### WORK REQUEST
Reproduce word for word the lines between those holding "In an <instance>" and "positive clicks: (40, 10) (106, 11)", inclusive, and nothing else from the data below.
────
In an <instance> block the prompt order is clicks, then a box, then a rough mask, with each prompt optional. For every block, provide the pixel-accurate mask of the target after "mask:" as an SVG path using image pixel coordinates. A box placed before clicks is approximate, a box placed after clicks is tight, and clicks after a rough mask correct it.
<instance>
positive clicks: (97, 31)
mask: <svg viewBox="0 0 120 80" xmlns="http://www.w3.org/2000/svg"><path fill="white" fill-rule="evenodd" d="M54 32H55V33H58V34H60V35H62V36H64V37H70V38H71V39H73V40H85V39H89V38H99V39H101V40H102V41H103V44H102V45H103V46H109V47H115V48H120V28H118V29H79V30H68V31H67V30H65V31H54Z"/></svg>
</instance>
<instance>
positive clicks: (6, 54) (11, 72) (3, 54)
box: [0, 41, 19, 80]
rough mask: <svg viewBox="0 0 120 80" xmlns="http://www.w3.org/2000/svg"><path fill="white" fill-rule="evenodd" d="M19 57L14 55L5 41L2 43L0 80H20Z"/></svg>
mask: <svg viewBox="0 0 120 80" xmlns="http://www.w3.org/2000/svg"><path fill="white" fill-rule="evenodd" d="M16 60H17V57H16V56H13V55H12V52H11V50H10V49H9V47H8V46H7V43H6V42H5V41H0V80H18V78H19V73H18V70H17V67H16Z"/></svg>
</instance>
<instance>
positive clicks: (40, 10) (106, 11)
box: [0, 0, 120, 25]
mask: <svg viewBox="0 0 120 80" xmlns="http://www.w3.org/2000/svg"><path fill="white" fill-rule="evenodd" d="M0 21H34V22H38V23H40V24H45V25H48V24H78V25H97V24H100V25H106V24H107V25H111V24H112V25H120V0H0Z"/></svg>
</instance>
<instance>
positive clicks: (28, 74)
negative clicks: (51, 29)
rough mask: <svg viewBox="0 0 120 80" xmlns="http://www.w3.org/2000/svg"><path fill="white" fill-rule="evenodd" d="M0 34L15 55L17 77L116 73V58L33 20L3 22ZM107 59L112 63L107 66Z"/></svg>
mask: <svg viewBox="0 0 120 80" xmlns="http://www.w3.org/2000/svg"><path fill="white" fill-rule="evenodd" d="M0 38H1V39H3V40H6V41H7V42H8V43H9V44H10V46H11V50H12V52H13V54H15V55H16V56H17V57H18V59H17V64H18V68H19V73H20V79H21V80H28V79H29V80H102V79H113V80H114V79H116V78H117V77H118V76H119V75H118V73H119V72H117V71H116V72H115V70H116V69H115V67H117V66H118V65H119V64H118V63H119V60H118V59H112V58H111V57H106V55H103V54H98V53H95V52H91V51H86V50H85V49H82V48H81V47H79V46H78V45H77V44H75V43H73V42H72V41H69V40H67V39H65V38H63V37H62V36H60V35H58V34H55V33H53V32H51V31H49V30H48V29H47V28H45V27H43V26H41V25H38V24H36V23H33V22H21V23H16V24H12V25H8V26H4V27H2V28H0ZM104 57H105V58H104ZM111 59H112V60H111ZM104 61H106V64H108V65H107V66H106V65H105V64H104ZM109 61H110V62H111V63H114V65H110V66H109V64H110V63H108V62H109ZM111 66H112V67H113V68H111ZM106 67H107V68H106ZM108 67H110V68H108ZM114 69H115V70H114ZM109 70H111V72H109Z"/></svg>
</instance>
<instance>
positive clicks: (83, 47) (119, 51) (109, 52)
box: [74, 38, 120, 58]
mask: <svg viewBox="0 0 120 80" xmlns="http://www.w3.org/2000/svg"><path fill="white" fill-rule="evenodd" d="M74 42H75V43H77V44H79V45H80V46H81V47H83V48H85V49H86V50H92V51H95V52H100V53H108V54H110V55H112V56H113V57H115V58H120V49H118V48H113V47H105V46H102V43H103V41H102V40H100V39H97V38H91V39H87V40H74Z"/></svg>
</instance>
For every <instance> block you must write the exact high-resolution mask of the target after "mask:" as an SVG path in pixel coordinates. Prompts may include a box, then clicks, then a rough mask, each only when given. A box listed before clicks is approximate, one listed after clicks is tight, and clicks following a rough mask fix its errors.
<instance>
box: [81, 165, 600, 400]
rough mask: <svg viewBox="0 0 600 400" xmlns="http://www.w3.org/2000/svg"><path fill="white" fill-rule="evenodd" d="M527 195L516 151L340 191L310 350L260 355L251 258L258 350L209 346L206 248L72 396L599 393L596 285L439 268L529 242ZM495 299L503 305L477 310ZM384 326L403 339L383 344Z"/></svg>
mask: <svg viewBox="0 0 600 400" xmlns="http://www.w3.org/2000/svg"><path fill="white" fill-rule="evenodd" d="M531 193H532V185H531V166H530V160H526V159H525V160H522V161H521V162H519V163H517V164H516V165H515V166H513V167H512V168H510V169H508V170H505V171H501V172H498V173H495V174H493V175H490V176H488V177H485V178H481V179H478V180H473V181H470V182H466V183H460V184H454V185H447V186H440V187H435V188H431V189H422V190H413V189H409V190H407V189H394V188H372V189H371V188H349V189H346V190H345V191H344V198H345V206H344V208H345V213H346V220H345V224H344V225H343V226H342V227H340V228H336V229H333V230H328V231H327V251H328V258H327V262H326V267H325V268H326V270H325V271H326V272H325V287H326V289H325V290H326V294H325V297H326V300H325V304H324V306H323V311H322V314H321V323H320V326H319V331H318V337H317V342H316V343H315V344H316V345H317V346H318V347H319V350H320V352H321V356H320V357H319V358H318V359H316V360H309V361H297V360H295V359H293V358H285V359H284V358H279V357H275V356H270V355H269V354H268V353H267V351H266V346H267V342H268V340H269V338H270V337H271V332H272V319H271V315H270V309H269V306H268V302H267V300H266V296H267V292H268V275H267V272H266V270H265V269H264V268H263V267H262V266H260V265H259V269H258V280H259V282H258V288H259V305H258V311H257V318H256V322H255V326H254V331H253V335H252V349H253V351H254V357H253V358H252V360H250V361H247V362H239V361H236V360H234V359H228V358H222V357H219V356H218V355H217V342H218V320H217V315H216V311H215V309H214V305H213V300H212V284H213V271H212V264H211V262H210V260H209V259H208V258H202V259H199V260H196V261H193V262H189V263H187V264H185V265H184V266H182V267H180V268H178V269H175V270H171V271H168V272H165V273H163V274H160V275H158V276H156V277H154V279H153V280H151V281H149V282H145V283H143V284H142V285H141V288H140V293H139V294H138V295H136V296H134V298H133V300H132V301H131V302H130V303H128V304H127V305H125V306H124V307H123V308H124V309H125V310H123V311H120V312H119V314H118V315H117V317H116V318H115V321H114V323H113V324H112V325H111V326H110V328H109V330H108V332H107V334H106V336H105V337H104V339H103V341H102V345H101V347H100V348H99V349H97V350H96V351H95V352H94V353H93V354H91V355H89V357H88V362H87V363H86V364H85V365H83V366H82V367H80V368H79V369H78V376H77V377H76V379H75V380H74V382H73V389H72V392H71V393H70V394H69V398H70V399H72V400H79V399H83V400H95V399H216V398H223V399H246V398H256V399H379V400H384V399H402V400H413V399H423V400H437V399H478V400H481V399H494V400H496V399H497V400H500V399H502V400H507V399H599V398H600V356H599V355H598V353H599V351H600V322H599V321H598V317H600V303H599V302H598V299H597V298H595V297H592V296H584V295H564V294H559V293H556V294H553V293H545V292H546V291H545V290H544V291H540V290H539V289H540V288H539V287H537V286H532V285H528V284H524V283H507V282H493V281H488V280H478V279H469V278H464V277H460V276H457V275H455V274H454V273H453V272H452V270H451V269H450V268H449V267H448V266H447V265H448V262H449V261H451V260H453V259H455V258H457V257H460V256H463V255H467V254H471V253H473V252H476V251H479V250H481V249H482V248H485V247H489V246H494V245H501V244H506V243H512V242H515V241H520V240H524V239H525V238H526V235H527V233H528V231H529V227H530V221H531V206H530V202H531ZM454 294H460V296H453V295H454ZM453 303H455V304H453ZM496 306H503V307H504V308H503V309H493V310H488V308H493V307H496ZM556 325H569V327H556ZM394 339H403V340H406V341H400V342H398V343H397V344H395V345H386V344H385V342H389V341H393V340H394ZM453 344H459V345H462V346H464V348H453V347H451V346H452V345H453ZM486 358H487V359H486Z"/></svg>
────
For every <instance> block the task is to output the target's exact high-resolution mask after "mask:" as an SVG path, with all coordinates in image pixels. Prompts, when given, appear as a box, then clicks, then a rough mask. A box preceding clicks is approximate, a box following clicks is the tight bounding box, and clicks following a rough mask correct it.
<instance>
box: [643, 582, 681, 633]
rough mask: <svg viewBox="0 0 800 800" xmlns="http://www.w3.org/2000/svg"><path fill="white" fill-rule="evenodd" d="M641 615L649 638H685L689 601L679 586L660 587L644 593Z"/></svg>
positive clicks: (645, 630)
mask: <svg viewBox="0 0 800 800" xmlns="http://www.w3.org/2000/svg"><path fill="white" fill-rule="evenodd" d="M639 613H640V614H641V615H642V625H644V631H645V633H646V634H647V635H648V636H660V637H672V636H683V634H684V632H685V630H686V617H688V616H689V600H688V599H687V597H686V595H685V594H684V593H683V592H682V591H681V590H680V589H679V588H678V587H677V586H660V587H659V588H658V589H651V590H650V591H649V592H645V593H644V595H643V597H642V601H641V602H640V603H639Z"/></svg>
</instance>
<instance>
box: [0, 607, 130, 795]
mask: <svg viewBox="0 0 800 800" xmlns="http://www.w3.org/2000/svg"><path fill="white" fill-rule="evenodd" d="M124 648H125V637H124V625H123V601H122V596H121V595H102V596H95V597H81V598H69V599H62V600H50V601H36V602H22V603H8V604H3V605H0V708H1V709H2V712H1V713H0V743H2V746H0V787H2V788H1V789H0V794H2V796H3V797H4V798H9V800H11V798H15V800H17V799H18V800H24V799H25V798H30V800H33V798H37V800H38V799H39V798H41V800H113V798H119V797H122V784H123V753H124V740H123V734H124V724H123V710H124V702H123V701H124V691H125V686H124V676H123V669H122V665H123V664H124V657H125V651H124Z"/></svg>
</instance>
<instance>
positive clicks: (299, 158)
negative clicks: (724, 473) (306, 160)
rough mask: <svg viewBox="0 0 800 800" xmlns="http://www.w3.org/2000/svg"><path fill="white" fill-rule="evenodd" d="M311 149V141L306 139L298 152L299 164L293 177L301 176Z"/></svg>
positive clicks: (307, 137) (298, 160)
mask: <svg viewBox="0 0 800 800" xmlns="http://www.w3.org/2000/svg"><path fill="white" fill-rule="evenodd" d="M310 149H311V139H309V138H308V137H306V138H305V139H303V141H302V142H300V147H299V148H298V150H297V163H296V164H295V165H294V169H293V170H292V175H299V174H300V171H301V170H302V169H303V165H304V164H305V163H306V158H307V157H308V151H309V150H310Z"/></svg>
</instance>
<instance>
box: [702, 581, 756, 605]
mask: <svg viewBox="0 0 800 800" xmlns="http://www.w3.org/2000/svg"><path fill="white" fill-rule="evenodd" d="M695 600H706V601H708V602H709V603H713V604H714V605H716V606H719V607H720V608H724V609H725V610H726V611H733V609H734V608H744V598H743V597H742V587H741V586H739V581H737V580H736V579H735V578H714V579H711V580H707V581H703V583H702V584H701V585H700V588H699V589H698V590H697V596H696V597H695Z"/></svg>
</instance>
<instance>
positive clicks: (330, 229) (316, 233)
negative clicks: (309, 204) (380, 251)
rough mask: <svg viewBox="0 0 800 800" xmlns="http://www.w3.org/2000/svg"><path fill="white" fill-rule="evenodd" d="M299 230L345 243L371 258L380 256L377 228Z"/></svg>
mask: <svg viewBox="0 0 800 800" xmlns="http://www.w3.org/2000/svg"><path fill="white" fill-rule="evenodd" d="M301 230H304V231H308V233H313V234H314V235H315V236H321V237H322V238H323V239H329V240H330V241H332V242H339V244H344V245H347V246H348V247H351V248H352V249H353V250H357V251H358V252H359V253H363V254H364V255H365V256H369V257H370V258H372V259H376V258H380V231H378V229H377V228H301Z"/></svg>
────
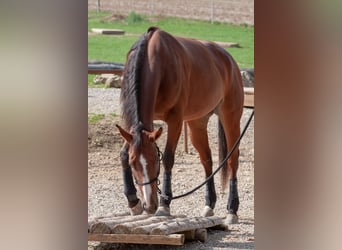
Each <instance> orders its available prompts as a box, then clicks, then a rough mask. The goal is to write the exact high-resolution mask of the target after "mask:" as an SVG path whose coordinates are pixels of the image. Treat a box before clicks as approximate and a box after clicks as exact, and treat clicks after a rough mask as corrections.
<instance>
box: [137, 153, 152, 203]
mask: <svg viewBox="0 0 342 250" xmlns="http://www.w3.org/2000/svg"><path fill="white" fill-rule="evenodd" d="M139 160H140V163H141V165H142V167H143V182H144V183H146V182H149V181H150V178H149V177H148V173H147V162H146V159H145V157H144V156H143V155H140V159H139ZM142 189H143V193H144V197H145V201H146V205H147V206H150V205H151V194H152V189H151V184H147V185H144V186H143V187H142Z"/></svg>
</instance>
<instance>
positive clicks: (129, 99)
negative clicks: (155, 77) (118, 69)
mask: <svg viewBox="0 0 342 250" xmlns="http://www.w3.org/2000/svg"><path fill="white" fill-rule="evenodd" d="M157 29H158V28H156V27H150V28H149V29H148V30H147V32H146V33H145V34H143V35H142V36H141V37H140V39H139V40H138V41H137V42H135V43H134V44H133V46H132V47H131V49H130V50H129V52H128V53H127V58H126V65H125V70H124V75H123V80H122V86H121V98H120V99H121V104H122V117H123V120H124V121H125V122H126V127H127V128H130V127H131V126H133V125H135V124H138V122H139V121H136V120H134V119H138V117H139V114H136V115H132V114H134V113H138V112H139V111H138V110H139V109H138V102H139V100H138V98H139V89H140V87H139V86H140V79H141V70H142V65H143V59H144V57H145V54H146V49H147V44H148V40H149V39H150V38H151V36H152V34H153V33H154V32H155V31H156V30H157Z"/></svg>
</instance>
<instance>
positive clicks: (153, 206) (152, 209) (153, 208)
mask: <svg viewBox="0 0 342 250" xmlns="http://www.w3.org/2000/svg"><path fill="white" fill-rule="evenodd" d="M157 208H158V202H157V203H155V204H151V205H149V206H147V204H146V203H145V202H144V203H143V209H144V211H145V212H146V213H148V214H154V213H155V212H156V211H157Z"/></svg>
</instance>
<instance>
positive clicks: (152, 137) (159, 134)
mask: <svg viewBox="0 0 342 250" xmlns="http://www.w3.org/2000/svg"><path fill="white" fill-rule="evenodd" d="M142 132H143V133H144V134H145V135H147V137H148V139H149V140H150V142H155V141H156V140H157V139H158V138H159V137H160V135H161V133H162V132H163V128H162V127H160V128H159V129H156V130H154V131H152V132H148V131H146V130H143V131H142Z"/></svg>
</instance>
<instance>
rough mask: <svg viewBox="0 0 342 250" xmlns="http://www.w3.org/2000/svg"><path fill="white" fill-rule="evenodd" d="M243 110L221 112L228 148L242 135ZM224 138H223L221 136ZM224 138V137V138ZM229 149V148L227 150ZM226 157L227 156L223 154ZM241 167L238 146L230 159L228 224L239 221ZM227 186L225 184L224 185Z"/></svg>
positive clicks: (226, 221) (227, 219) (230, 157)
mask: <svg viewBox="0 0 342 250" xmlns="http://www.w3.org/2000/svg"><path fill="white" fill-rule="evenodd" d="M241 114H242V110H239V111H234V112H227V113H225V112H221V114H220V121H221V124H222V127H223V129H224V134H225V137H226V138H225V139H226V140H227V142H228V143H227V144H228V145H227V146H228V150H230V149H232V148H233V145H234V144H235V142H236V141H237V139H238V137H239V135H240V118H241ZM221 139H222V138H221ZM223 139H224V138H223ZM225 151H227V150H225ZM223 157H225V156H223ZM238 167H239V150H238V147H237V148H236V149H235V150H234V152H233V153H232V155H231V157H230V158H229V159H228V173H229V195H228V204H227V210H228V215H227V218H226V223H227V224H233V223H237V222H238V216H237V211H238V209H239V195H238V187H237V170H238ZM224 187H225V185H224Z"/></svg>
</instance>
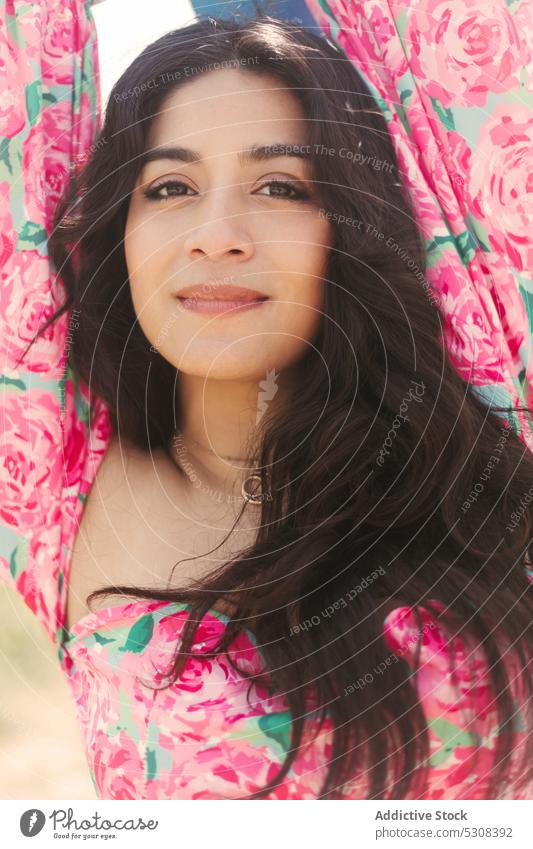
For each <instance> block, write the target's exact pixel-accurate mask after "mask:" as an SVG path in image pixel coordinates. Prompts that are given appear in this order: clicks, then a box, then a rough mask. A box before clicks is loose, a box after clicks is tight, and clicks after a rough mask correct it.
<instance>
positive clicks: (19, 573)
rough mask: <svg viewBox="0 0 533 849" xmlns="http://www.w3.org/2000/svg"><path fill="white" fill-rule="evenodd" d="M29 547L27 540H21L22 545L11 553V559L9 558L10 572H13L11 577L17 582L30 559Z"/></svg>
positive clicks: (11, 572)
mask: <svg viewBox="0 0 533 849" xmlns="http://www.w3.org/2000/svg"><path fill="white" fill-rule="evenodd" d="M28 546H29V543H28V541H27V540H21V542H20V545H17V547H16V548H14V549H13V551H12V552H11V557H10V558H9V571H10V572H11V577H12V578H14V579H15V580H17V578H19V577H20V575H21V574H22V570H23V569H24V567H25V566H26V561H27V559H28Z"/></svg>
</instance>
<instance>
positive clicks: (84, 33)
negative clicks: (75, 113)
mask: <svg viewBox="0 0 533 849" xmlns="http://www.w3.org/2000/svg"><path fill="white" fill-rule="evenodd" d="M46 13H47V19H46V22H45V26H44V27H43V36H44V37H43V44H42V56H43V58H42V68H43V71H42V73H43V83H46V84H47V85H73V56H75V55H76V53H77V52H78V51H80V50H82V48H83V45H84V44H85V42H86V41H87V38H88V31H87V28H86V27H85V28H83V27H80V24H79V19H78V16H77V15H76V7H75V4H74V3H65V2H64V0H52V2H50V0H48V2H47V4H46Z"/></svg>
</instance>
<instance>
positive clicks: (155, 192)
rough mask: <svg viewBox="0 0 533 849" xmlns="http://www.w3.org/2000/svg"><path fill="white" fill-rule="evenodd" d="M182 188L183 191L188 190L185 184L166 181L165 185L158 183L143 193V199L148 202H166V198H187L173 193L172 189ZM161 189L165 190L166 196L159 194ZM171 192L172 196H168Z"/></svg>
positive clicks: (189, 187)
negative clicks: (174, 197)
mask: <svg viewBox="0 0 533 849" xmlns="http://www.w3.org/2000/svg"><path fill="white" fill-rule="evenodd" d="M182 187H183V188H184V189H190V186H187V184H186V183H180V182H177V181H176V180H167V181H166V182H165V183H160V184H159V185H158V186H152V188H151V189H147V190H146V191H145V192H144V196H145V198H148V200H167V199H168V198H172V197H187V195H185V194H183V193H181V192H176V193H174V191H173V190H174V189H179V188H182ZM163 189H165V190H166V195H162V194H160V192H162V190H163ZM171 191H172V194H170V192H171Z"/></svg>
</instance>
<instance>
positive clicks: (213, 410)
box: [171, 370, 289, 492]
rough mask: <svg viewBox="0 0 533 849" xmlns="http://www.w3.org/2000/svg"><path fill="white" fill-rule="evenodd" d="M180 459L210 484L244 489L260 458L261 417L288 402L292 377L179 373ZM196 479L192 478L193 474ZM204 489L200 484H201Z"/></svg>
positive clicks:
────
### RESPONSE
In an <instance> block the prompt order is clicks, then a box, then a rough mask, with each prompt optional. For every block, provide the pixel-accurate mask of the target after "mask:" as an SVG path using image pixel coordinates. A box placed before clicks is approximate, a box placed after clicks is tight, and clicks after a rough mask correct it.
<instance>
positive clicks: (97, 31)
mask: <svg viewBox="0 0 120 80" xmlns="http://www.w3.org/2000/svg"><path fill="white" fill-rule="evenodd" d="M54 32H55V33H58V34H60V35H62V36H64V37H70V38H71V39H73V40H85V39H89V38H99V39H101V40H102V41H103V44H102V45H103V46H109V47H115V48H120V28H118V29H79V30H68V31H67V30H65V31H54Z"/></svg>
</instance>
<instance>
positive clicks: (6, 54) (11, 72) (3, 54)
box: [0, 41, 19, 80]
rough mask: <svg viewBox="0 0 120 80" xmlns="http://www.w3.org/2000/svg"><path fill="white" fill-rule="evenodd" d="M19 57L14 55L5 41L2 43L0 80H20Z"/></svg>
mask: <svg viewBox="0 0 120 80" xmlns="http://www.w3.org/2000/svg"><path fill="white" fill-rule="evenodd" d="M16 60H17V57H16V56H13V55H12V52H11V50H10V49H9V47H8V46H7V43H6V42H5V41H0V80H18V78H19V73H18V70H17V67H16Z"/></svg>
</instance>
<instance>
positive clicks: (40, 10) (106, 11)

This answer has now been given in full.